To-do item:
In the items below, rename "rough mask" to "draft mask" in the stretch from the line containing "233L1006 336L1096 334L1082" through the line containing "positive clicks: (1039, 337)". Give back only those lines, with nothing else changed.

Available records:

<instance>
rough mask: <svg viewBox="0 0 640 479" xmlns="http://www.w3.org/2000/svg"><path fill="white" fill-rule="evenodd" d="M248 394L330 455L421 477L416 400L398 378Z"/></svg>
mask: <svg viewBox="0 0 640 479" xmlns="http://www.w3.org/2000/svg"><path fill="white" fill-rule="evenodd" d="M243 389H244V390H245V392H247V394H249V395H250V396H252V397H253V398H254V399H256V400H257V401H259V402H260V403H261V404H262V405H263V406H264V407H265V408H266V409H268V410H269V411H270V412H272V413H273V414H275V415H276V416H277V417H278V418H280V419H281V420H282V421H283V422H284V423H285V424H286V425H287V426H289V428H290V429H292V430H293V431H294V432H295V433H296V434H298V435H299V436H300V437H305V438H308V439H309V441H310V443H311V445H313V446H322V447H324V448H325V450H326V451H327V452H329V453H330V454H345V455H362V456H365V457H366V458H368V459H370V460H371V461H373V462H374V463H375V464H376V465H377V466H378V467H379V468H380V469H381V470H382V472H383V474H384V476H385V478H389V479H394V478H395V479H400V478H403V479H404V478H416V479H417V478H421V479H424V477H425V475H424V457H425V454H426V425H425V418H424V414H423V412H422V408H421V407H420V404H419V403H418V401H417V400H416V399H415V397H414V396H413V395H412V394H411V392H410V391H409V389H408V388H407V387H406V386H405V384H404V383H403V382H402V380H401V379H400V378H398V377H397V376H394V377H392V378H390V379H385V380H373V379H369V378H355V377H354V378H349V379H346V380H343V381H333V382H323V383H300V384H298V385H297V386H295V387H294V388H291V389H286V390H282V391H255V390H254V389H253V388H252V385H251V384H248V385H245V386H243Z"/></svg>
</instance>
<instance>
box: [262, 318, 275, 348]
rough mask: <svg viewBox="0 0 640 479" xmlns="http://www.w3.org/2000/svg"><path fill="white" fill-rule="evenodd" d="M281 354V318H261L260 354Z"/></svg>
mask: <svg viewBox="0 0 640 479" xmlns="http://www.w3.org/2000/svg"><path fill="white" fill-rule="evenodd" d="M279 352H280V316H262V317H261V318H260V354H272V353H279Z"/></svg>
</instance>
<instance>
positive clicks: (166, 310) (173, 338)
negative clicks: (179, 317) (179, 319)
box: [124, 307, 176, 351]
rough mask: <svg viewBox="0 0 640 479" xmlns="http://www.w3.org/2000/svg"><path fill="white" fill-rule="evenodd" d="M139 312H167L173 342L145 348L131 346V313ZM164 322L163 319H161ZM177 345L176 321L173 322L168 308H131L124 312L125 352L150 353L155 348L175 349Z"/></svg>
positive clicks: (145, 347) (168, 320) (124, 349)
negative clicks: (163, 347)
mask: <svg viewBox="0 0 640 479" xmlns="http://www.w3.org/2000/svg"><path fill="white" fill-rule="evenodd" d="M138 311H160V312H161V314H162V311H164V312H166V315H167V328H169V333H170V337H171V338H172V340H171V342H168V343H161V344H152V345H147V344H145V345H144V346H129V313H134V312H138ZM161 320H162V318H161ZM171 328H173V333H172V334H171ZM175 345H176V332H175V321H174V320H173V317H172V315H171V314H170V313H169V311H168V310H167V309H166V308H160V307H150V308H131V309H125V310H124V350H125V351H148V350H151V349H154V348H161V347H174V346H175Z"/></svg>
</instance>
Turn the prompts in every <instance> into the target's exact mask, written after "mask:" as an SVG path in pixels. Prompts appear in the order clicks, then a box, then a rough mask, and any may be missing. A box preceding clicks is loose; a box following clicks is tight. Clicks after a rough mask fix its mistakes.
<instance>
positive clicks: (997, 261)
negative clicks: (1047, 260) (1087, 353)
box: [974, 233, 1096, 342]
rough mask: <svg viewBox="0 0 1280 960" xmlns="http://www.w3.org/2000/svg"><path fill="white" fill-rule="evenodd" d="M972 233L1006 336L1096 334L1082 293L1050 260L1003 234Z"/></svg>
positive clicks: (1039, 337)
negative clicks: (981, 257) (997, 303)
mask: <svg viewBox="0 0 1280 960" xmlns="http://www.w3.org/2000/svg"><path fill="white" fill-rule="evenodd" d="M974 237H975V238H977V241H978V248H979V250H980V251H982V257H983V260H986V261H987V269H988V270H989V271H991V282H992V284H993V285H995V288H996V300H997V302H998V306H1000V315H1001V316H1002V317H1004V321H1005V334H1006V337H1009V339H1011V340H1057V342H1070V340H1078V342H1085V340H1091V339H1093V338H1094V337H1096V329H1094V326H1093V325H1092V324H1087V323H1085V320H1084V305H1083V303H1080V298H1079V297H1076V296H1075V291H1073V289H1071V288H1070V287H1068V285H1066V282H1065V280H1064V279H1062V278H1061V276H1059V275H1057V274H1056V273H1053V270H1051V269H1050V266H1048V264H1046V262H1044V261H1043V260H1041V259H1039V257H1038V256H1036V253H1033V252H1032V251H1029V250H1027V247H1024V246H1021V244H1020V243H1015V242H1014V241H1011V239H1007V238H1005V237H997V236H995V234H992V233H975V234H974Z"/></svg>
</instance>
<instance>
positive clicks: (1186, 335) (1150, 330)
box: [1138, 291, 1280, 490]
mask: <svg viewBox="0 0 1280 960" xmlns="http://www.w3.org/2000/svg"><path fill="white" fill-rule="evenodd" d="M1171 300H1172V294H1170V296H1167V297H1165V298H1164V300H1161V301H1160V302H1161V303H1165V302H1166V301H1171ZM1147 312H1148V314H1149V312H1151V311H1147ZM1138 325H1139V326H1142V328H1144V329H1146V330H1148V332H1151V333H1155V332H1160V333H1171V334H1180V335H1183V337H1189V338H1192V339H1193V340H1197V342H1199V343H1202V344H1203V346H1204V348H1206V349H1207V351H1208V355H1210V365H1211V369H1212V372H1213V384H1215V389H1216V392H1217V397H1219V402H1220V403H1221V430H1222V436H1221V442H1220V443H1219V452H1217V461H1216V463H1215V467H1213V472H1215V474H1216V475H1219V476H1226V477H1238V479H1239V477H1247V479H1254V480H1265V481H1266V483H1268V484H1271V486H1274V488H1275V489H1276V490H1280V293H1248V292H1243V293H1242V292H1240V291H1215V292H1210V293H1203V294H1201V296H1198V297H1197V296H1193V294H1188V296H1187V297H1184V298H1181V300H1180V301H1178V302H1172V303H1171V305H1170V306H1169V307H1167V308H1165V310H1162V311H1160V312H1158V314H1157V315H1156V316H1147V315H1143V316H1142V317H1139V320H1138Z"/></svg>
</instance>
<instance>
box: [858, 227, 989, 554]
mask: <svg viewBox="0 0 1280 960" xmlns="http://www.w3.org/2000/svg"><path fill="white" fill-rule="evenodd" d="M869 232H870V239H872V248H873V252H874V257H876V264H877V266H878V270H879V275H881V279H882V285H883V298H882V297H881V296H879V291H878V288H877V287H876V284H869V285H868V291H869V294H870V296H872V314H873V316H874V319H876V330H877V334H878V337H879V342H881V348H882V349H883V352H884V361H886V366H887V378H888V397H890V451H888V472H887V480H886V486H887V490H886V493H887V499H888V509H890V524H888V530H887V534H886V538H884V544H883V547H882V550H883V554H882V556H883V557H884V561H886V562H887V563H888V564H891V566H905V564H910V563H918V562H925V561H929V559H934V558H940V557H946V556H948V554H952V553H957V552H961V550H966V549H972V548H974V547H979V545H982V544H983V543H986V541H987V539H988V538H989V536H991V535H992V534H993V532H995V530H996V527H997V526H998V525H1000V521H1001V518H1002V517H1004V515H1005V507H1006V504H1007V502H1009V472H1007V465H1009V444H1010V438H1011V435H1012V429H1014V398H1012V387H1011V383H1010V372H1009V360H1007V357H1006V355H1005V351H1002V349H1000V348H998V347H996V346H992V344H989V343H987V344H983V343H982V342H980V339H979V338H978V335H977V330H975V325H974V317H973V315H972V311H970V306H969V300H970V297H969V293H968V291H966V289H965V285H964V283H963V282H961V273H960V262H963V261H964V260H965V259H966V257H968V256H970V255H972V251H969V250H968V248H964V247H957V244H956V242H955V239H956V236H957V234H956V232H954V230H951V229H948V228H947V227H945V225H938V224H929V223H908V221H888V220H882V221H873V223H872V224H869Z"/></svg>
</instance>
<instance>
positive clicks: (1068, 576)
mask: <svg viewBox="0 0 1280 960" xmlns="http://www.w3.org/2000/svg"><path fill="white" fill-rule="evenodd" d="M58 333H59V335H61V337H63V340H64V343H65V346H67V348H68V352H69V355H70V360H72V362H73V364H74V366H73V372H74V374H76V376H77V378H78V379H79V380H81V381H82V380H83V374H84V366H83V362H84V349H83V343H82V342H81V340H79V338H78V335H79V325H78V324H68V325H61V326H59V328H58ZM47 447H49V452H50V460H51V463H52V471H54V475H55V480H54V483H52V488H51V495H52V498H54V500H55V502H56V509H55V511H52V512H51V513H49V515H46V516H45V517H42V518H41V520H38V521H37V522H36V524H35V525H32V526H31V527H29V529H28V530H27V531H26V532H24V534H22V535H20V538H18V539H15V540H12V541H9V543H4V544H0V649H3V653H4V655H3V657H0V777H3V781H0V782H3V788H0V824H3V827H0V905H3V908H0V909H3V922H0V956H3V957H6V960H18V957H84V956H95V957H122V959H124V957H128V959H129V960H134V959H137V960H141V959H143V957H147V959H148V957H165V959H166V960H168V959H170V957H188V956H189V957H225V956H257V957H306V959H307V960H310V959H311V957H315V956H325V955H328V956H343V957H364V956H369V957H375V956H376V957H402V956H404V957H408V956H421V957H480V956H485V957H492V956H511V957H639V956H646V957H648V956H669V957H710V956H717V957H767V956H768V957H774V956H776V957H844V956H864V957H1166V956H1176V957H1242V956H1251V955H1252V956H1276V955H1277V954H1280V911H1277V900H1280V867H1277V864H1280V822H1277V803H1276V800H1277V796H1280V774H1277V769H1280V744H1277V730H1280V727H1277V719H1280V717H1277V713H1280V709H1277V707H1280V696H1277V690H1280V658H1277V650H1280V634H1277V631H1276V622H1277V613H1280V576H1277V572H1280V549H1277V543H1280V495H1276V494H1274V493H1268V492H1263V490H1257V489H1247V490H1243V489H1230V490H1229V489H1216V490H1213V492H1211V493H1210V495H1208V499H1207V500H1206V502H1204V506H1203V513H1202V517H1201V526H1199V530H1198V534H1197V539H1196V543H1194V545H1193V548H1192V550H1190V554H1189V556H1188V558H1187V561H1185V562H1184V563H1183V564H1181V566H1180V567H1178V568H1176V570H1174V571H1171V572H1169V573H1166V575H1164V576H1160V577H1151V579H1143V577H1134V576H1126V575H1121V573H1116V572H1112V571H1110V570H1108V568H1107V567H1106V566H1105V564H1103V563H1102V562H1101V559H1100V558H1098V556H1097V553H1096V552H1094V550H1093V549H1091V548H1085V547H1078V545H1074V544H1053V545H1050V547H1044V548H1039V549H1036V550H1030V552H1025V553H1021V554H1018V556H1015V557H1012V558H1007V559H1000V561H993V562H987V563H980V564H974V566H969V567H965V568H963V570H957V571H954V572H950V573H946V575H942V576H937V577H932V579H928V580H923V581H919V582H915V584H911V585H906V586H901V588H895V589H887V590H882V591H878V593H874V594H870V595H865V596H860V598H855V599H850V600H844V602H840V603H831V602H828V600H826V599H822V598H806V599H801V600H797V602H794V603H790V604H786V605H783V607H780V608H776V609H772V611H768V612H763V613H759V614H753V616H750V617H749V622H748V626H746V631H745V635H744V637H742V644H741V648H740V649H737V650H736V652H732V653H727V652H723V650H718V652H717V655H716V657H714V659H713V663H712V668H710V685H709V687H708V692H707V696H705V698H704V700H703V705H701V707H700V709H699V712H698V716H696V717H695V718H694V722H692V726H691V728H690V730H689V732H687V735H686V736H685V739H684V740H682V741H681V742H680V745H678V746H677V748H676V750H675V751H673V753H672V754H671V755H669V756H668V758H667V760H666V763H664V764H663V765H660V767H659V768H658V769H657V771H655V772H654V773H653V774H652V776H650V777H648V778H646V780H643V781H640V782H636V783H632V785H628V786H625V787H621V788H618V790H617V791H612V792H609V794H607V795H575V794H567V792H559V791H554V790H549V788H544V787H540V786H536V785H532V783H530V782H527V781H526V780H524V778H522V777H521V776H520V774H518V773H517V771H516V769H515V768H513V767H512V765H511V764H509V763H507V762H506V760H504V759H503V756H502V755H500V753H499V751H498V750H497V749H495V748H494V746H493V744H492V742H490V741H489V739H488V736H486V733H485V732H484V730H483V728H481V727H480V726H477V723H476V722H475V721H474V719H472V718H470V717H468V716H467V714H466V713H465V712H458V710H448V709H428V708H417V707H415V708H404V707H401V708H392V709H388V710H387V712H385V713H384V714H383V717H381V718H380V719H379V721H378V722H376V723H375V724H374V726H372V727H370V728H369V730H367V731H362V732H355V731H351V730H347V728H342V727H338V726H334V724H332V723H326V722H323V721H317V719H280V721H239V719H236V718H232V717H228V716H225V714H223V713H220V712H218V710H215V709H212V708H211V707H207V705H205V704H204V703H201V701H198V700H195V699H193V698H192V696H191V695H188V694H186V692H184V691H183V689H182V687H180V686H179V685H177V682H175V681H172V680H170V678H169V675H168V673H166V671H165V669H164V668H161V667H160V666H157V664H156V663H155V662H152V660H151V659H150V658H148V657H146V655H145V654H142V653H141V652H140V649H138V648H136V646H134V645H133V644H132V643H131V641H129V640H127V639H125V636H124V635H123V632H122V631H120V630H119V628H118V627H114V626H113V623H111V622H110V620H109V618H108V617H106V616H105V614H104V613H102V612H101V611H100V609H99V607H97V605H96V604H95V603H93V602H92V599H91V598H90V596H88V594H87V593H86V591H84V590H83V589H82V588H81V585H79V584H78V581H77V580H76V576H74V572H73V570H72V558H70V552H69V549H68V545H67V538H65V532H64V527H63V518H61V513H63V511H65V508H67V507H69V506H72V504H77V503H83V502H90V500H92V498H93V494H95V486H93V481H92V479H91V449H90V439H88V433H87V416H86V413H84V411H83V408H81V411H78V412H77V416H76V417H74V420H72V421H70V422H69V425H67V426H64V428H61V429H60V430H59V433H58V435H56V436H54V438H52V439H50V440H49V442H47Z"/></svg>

Solution for this task:
draft mask: <svg viewBox="0 0 1280 960" xmlns="http://www.w3.org/2000/svg"><path fill="white" fill-rule="evenodd" d="M972 233L1006 336L1096 334L1082 293L1050 260L1003 234Z"/></svg>
positive clicks: (1039, 337)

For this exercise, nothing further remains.